ENTRIES:
################

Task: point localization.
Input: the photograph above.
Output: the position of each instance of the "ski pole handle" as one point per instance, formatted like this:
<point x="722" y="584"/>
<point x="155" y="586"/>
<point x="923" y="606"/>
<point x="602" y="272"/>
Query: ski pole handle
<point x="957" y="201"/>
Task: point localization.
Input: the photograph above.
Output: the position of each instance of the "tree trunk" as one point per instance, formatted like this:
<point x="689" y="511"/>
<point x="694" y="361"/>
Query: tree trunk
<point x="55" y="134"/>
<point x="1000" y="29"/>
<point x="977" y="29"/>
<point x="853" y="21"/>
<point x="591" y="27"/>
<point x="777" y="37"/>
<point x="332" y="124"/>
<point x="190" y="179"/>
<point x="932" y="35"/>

################

EXERCISE:
Turn the rows above into a Markdown table with the columns No. and Line, putting each line in its own entry with a running number and leaving out blank lines.

THE REPLY:
| No. | Line |
|---|---|
| 1 | Task: point localization. |
| 2 | Input: the photograph above. |
| 3 | Output: the position of each instance of the "ski pole handle" as one point per instance, formatted like this: |
| 4 | <point x="722" y="584"/> |
| 5 | <point x="155" y="586"/> |
| 6 | <point x="923" y="606"/> |
| 7 | <point x="602" y="272"/> |
| 8 | Query: ski pole handle |
| 9 | <point x="957" y="201"/> |
| 10 | Task: point localization. |
| 11 | Input: the photograph above. |
| 12 | Output: the position of each instance of the "tree trunk" as one point per instance, formatted like this: |
| 13 | <point x="689" y="511"/> |
| 14 | <point x="694" y="361"/> |
| 15 | Query: tree trunk |
| 16 | <point x="55" y="134"/> |
| 17 | <point x="1000" y="29"/> |
| 18 | <point x="977" y="29"/> |
| 19 | <point x="853" y="21"/> |
| 20 | <point x="591" y="27"/> |
| 21 | <point x="777" y="37"/> |
| 22 | <point x="332" y="124"/> |
| 23 | <point x="190" y="179"/> |
| 24 | <point x="932" y="35"/> |